# [DATASET RECORDS]

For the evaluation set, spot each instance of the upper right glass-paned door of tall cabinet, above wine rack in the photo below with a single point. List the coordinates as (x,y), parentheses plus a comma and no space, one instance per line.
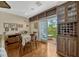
(71,12)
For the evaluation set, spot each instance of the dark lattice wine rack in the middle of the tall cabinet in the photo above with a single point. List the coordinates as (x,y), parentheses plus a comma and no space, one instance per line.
(67,29)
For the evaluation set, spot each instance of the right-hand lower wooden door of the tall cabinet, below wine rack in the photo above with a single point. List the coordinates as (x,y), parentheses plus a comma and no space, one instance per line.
(71,47)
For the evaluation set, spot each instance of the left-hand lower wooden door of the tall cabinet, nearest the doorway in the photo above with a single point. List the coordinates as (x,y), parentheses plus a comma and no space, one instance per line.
(61,45)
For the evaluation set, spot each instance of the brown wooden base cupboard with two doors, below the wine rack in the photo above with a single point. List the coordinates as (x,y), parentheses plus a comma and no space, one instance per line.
(67,46)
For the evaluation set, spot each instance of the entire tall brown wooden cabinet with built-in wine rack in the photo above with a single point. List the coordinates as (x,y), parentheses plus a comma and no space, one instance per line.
(68,33)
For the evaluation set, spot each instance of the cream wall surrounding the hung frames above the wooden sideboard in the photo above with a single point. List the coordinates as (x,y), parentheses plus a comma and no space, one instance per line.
(10,18)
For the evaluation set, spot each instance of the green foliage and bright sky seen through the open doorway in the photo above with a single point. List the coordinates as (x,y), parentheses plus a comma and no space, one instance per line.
(52,27)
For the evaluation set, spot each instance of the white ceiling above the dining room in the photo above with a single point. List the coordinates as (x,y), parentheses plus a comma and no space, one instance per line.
(30,8)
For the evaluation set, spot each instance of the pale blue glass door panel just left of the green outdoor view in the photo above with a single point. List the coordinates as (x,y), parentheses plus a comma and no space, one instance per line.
(43,35)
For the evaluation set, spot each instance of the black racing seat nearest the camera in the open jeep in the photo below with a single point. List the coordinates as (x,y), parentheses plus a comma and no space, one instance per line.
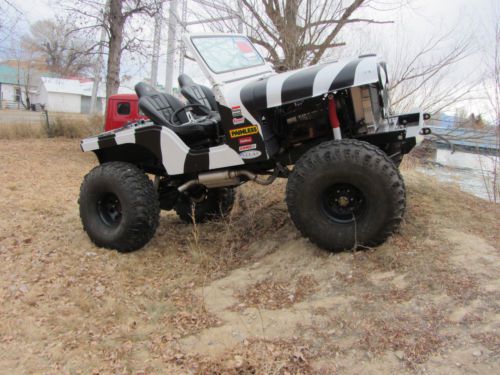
(161,107)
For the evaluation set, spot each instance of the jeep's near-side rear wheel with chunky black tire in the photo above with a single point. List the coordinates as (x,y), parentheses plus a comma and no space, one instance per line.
(119,206)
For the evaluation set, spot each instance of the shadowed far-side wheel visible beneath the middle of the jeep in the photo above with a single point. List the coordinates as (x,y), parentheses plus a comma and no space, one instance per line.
(211,204)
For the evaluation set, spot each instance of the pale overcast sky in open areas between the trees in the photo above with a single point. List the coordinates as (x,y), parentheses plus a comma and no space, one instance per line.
(413,25)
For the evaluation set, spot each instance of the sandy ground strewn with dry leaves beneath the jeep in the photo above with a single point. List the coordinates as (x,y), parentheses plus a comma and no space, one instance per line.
(247,295)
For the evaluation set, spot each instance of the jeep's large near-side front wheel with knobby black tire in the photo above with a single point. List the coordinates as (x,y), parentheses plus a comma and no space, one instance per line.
(343,194)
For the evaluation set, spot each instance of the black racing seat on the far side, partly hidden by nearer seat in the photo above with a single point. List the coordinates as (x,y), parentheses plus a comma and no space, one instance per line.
(198,94)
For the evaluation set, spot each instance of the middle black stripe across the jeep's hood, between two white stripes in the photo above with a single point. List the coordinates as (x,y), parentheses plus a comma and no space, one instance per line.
(299,85)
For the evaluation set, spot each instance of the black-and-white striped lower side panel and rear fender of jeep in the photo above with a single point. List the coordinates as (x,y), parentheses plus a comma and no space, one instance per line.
(177,158)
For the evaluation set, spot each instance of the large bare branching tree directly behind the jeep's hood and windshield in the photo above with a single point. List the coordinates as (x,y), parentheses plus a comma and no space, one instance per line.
(294,33)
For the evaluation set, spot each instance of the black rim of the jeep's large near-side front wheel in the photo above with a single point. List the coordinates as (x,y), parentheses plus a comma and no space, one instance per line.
(343,203)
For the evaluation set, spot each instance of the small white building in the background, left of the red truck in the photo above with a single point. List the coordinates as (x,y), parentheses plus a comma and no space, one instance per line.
(68,95)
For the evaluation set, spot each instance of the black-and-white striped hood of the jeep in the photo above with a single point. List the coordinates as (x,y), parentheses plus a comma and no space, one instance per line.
(310,82)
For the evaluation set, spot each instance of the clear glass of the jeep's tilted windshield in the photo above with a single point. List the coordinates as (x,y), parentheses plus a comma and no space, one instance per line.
(226,53)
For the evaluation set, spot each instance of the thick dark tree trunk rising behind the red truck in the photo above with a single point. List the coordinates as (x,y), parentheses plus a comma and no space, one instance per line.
(116,25)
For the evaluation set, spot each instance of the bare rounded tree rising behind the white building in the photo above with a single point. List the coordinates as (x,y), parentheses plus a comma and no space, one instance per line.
(65,52)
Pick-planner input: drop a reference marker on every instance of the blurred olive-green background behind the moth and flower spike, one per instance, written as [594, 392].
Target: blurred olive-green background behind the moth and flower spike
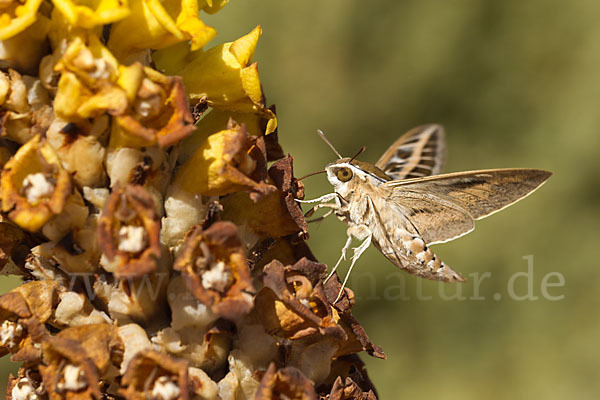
[516, 84]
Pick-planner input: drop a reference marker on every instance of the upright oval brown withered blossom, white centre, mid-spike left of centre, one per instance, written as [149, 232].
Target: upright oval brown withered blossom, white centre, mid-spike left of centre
[128, 232]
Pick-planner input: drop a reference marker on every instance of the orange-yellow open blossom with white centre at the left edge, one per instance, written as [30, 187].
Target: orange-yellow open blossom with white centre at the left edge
[34, 185]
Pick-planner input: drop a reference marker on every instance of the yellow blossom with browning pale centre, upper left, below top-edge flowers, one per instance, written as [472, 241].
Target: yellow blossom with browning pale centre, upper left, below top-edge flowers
[88, 84]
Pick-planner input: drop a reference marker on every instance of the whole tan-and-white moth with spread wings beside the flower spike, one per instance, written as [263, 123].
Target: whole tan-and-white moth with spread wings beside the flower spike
[402, 204]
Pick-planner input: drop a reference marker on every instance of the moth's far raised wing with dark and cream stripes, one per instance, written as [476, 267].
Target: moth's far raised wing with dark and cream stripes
[419, 152]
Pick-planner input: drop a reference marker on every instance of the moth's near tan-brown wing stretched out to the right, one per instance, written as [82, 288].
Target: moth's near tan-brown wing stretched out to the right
[443, 207]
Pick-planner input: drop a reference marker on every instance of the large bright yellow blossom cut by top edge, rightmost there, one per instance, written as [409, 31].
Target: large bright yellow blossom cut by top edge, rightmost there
[157, 24]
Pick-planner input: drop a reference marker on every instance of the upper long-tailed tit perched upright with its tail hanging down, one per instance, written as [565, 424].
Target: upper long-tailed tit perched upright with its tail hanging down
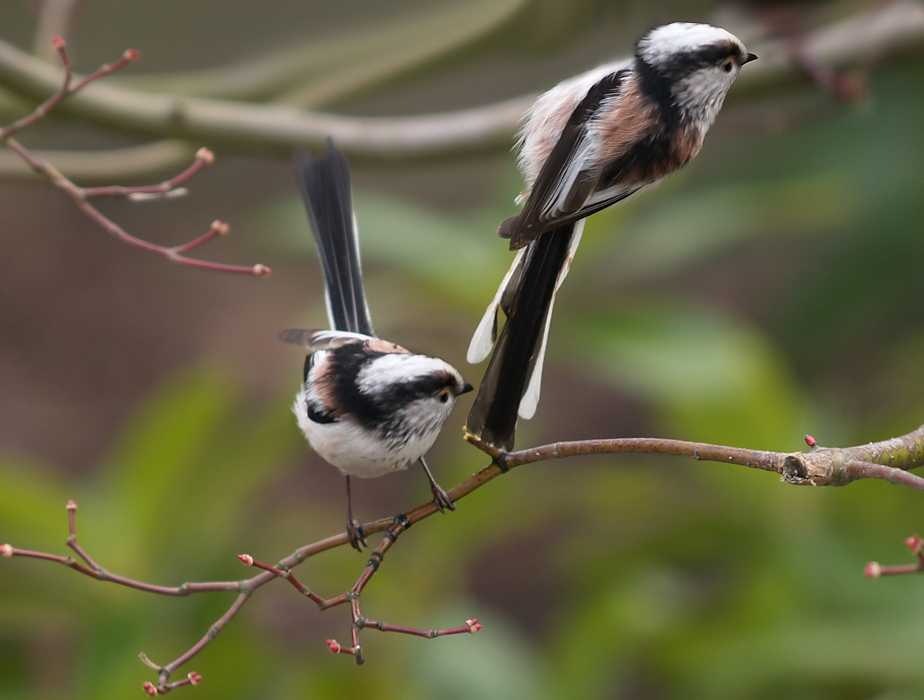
[590, 142]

# [EXERCISE BRIEF]
Line by line, return the listing above exactly, leaving out its pictures.

# [OUTPUT FOR THIS EXERCISE]
For the evaluation set, spot each instance of the upper right glass-paned door of tall cabinet, above wine rack in the photo below with a single point. List the coordinates as (x,y), parentheses plus a comma and no space, one instance per line.
(71,12)
For the evaluation set, spot each instance of the dark lattice wine rack in the middle of the tall cabinet in the photo above with a single point. List the coordinates as (x,y), parentheses plus a comma and no space, one instance per line.
(67,29)
For the evaluation set, spot each instance of the right-hand lower wooden door of the tall cabinet, below wine rack in the photo above with a single point. List the coordinates as (x,y), parentheses plus a comma and no space, one instance per line.
(71,47)
For the evaluation set, spot each instance of the left-hand lower wooden door of the tall cabinet, nearest the doorway in the photo above with a single point. List the coordinates as (x,y), parentheses plus a comma and no space, one instance per line.
(61,45)
For the evaluation set, spot each instance of the brown wooden base cupboard with two doors, below the wine rack in the photo above with a single point. List the coordinates as (x,y), parentheses plus a comma and no space, one instance per line.
(67,46)
For the evaluation set, spot each instance of the entire tall brown wooden cabinet with built-in wine rack in the photo above with a single point. List the coordinates as (x,y), parentheses plus a comma and no space, one instance per line.
(68,33)
For the evaluation set, spot each instance of the cream wall surrounding the hung frames above the wooden sideboard in the photo above with a single point. List the coordinates as (x,y), parentheses plus a comma and no space, one instance per line.
(10,18)
For the evaluation set, spot each instance of the green foliage and bright sky seen through the open doorway in the photo above with a single point. List the coordinates as (x,y), parentheses plus a comma and no space, one instance per line.
(52,27)
For the evaluation set, spot each instance of the white ceiling above the dining room in the photo above with a single point. List the coordinates as (x,y), parentheses plus a comma and no space, one instance per line.
(30,8)
For the evaluation set, spot each instance of the pale blue glass door panel just left of the green outdoor view in the photo above with a single point. List the coordinates as (x,y), parentheses plus a comma and no space, one instance per line.
(43,35)
For the evaluation set, spot each instance of the black racing seat nearest the camera in the open jeep in the photo below with a single point. List the coordinates as (x,y), parentheses plus a comma and no space, one instance per line.
(161,107)
For the evaluation set, spot each instance of the jeep's near-side rear wheel with chunky black tire in the photo above with a single point. List the coordinates as (x,y), parentheses plus a comma and no space, one instance per line.
(119,206)
For the evaluation set, spot each instance of the shadowed far-side wheel visible beneath the middle of the jeep in the photo above with a single point. List the coordinates as (x,y), parentheses plus a comma and no space, one instance per line.
(211,204)
For the evaluation set, spot each instance of the pale overcast sky in open areas between the trees in the photo above with a single point. List the coordinates as (x,y), parentheses plus a comma and no space, one instance per line.
(413,25)
For the evaluation set, spot each instance of the sandy ground strewn with dry leaves beneath the jeep in the photo above with a single point. List the coordinates as (x,y), parentheses plus a comma and no space, one instance per line.
(247,295)
For the evaluation set, spot each instance of the jeep's large near-side front wheel with knobby black tire in the photo above with a single point. List the coordinates as (x,y), parentheses plus a comma and no space, one instance per line.
(343,194)
For the evaluation set, spot each instance of the black racing seat on the far side, partly hidden by nearer seat in the photo above with a single point. List the coordinates as (x,y), parentheses plus a comma and no space, one instance per line.
(198,94)
For the evaluation set, spot each instance of the middle black stripe across the jeep's hood, between two white stripes in the photo above with a single point. List the coordinates as (x,y), parentheses plus a comma and no space, one instance per line.
(299,85)
For the evaluation set, spot each instance of the black-and-white striped lower side panel and rear fender of jeep in the photo above with a single point. List the coordinates as (x,y), parentheses plus a comma and no space, one instance per line.
(177,158)
For the evaluation set, spot each instance of the large bare branching tree directly behind the jeep's hood and windshield in the photo above with a single point. List the coordinates as (x,y), parentheses plus a comma and no space, one instance per line.
(294,33)
For the evaluation set, spot each instance of the black rim of the jeep's large near-side front wheel in the photo above with a single point. List the coordinates as (x,y), parentheses plus a comma and no space, one instance per line.
(343,203)
For the evaluation set, spot each instance of the small white building in the background, left of the red truck in the photo above with a single point. List the coordinates as (x,y), parentheses plus a comma and no space, one instance per line.
(68,95)
For the evaluation set, spot each instance of the black-and-white striped hood of the jeep in the photo above with a single point. List the coordinates as (x,y), parentheses plus a comma and no space, one instance per line.
(310,82)
For the evaluation set, spot each instance of the clear glass of the jeep's tilted windshield in the photo above with a single point. List the coordinates as (x,y), parentheses plus a comma and no space, one instance per line.
(226,53)
For the evaluation set, spot each instance of the thick dark tree trunk rising behind the red truck in the photo above with a single point. List the coordinates as (x,y), parentheses plus a comma and no space, one instance per line.
(116,25)
For the evaluation set, spot each instance of the bare rounded tree rising behind the white building in the photo above with a single point. List the coordinates as (x,y), parentheses plus a comma and no space, one instance per line.
(65,52)
Pick-planner input: drop a reference marker on every instance of the blurred olive-green background behind the moth and flower spike, one per instance, written as [594, 392].
Target: blurred olive-green background behind the moth and flower spike
[516, 84]
Pick-planner input: drop a reference marker on every instance of the upright oval brown withered blossom, white centre, mid-spike left of centre, one per instance, written as [149, 232].
Target: upright oval brown withered blossom, white centre, mid-spike left of centre
[128, 232]
Pick-planner input: drop a reference marker on every instance of the orange-yellow open blossom with white centre at the left edge, one per instance, written as [30, 187].
Target: orange-yellow open blossom with white centre at the left edge
[34, 185]
Pick-planner input: drop a reference marker on every instance of the yellow blossom with browning pale centre, upper left, below top-edge flowers, one per instance, written as [472, 241].
Target: yellow blossom with browning pale centre, upper left, below top-edge flowers
[88, 84]
Pick-planner input: drop a reference marker on every instance of the whole tan-and-white moth with spread wings beside the flower spike, one per instance, written as [263, 123].
Target: whole tan-and-white moth with spread wings beside the flower spike
[402, 204]
Pick-planner input: drop a reference marker on every instance of the moth's far raised wing with dark and cream stripes, one per instance, written as [476, 267].
Target: moth's far raised wing with dark and cream stripes
[419, 152]
Pick-planner input: drop a reference marker on every instance of the moth's near tan-brown wing stretched out to the right, one per instance, written as [82, 288].
Target: moth's near tan-brown wing stretched out to the right
[443, 207]
Pick-planner input: drop a reference marker on every instance of the large bright yellow blossom cut by top edge, rightmost there, one per instance, written as [409, 31].
Target: large bright yellow blossom cut by top edge, rightmost there
[157, 24]
Pick-planner input: drop a reference marker on every instance of the upper long-tailed tit perched upright with its tail hanging down, one per instance, written as [565, 424].
Target: upper long-tailed tit perched upright with its tail hanging down
[590, 142]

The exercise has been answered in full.